Consigne:
Présente toutes les lignes des items ci-dessous sous forme de liste numérotée, en omettant les lignes vides.

┌─ Données à utiliser

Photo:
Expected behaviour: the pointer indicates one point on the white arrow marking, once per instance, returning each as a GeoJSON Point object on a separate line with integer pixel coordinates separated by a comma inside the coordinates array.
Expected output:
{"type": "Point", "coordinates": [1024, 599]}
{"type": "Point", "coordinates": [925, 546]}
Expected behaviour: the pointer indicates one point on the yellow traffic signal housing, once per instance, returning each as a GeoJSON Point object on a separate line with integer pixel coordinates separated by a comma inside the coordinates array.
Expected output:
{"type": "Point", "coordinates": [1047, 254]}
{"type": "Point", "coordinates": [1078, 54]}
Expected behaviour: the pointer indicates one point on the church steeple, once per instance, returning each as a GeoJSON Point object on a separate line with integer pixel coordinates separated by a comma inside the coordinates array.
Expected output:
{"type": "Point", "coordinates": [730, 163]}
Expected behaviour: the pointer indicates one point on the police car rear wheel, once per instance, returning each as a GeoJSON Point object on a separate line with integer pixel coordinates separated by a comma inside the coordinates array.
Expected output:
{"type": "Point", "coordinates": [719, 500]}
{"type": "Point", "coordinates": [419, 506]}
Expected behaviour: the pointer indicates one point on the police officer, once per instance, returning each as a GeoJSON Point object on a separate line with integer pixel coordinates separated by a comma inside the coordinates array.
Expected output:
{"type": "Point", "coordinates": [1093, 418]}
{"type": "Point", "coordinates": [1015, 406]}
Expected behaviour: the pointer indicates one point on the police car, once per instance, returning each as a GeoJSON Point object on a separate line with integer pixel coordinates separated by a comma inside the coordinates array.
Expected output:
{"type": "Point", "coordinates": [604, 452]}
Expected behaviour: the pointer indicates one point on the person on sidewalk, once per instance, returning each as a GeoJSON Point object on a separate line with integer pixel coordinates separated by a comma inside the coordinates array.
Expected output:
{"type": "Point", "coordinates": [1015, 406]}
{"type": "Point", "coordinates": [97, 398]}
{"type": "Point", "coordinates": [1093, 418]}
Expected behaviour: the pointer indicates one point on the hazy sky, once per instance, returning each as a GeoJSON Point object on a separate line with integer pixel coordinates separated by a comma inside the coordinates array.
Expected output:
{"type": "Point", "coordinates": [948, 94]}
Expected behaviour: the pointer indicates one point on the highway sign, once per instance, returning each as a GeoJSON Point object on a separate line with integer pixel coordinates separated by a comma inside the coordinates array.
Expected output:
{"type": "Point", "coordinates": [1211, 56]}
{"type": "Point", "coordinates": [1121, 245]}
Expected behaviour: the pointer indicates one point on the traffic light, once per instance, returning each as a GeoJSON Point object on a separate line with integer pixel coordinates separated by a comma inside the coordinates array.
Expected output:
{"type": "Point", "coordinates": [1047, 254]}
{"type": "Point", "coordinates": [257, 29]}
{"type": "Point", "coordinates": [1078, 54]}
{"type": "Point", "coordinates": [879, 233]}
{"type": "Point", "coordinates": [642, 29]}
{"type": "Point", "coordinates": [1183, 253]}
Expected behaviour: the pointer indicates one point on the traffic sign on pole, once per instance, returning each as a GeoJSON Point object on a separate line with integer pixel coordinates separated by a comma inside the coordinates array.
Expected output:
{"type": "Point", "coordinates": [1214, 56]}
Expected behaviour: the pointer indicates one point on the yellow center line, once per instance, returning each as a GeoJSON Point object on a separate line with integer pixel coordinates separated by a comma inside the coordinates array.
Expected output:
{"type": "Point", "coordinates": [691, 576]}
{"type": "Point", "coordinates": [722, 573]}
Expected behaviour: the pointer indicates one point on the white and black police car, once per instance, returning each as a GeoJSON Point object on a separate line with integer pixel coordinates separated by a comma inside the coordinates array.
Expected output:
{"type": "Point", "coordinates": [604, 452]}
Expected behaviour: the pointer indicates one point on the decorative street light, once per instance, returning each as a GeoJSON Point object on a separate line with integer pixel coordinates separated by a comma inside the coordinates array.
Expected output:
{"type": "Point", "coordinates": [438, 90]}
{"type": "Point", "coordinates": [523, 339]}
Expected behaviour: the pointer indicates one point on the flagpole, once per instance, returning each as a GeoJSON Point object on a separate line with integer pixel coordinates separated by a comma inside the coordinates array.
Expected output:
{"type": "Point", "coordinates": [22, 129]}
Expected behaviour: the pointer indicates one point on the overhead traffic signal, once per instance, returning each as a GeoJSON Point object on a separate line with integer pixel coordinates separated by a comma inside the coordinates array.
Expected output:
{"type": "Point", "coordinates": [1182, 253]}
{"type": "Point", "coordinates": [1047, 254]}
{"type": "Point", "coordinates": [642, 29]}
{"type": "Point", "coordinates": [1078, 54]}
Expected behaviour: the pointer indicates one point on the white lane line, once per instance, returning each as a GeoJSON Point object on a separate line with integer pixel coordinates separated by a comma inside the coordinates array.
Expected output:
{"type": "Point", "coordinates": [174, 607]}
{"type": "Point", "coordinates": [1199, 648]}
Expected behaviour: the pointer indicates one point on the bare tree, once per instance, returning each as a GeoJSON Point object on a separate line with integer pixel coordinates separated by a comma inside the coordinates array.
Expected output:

└─

Réponse:
1. Photo:
2. Expected behaviour: the pointer indicates one point on the white arrow marking, once per instance, returning each as a GeoJSON Point object on a separate line with integer pixel coordinates separated by a comma inside the coordinates array.
3. Expected output:
4. {"type": "Point", "coordinates": [1024, 599]}
5. {"type": "Point", "coordinates": [925, 546]}
6. Expected behaviour: the pointer indicates one point on the yellow traffic signal housing, once per instance, returning each as a GeoJSON Point object on a separate line with integer pixel coordinates separated by a comma inside the coordinates array.
7. Expected output:
8. {"type": "Point", "coordinates": [1047, 254]}
9. {"type": "Point", "coordinates": [1078, 54]}
10. Expected behaviour: the pointer indicates one point on the church steeple, once per instance, returning each as a GeoJSON Point object on a separate line with integer pixel coordinates separated by a comma inside the coordinates array.
11. Expected output:
12. {"type": "Point", "coordinates": [730, 163]}
13. Expected behaviour: the pointer indicates one point on the police car rear wheel, once per instance, returning each as a GeoJSON Point object on a separate line with integer pixel coordinates separated by a comma inside the coordinates array.
14. Expected output:
15. {"type": "Point", "coordinates": [719, 500]}
16. {"type": "Point", "coordinates": [419, 506]}
17. Expected behaviour: the pointer indicates one point on the police officer, once per instance, returning each as a GeoJSON Point object on a separate line with integer pixel coordinates separated by a comma inside the coordinates array.
18. Expected output:
19. {"type": "Point", "coordinates": [1093, 418]}
20. {"type": "Point", "coordinates": [1015, 406]}
21. Expected behaviour: the pointer indicates one point on the police car, once per instance, returning each as a GeoJSON Point object on a separate line with integer pixel coordinates separated by a comma inside the coordinates array.
22. Expected output:
23. {"type": "Point", "coordinates": [604, 452]}
24. Expected behaviour: the pointer indicates one point on the person on sidewalk, once per instance, returning each as a GeoJSON Point object on a separate line with integer pixel coordinates separated by a comma inside the coordinates array.
25. Expected output:
26. {"type": "Point", "coordinates": [1015, 406]}
27. {"type": "Point", "coordinates": [97, 398]}
28. {"type": "Point", "coordinates": [1093, 418]}
29. Expected behaviour: the pointer indicates one point on the hazy sky, once per instance, returning each as a GeoJSON Point object on a separate line with integer pixel coordinates separated by a comma inside the coordinates array.
30. Expected output:
31. {"type": "Point", "coordinates": [948, 94]}
32. Expected behaviour: the pointer indicates one point on the highway sign, once per instance, returning each as a GeoJSON Point object on a separate line with integer pixel coordinates separated by a comma inside the coordinates array.
33. Expected output:
34. {"type": "Point", "coordinates": [1211, 56]}
35. {"type": "Point", "coordinates": [1121, 245]}
36. Expected behaviour: the pointer indicates one point on the traffic light, once per instance, returning each as a GeoJSON Point object on a separate line with integer pixel coordinates separated by a comma inside the coordinates array.
37. Expected output:
38. {"type": "Point", "coordinates": [1047, 254]}
39. {"type": "Point", "coordinates": [257, 29]}
40. {"type": "Point", "coordinates": [1078, 54]}
41. {"type": "Point", "coordinates": [879, 233]}
42. {"type": "Point", "coordinates": [642, 29]}
43. {"type": "Point", "coordinates": [1183, 253]}
44. Expected behaviour: the pointer indicates one point on the traffic sign on pole, once per instance, returning each as a GeoJSON Point object on a separate line with integer pixel coordinates separated by a comma inside the coordinates array.
45. Expected output:
46. {"type": "Point", "coordinates": [1214, 56]}
47. Expected behaviour: the pointer indicates one point on the yellow center line, once per instance, returning each as a GeoJSON Point object on a separate line with integer pixel coordinates separated by a comma inside the coordinates array.
48. Expected output:
49. {"type": "Point", "coordinates": [691, 576]}
50. {"type": "Point", "coordinates": [722, 573]}
51. Expected behaviour: the pointer indicates one point on the white and black police car, once per instance, returning each as a GeoJSON Point object on a separate line with integer pixel coordinates separated by a comma inside the coordinates array.
52. Expected output:
53. {"type": "Point", "coordinates": [604, 452]}
54. Expected behaviour: the pointer indicates one point on the decorative street light, once per instance, returning each as a GeoJSON Point object on a separate line with integer pixel coordinates separated by a comma inside the coordinates array.
55. Expected output:
56. {"type": "Point", "coordinates": [438, 90]}
57. {"type": "Point", "coordinates": [523, 339]}
58. Expected behaviour: the pointer indicates one point on the flagpole, once per instance, returning each as a GeoJSON Point object on a separate line with integer pixel coordinates separated by a comma inside the coordinates array.
59. Expected output:
60. {"type": "Point", "coordinates": [22, 129]}
61. Expected behaviour: the pointer indicates one point on the overhead traffic signal, once per instance, returning each as a GeoJSON Point object on a separate line with integer pixel coordinates separated by a comma inside the coordinates array.
62. Expected output:
63. {"type": "Point", "coordinates": [1182, 253]}
64. {"type": "Point", "coordinates": [1047, 254]}
65. {"type": "Point", "coordinates": [642, 29]}
66. {"type": "Point", "coordinates": [1078, 54]}
67. Expected behaviour: the pointer indicates one point on the white lane line, once per instance, returning each as a GeoJSON Point object on a separate line with integer pixel coordinates separated by a comma inside the coordinates array.
68. Expected output:
69. {"type": "Point", "coordinates": [174, 607]}
70. {"type": "Point", "coordinates": [1199, 648]}
71. Expected behaviour: the pointer indicates one point on the bare tree, once per instance, returning each as a GeoJSON Point object on a separate line with integer pixel coordinates separated by a comma inside the coordinates array.
72. Expected output:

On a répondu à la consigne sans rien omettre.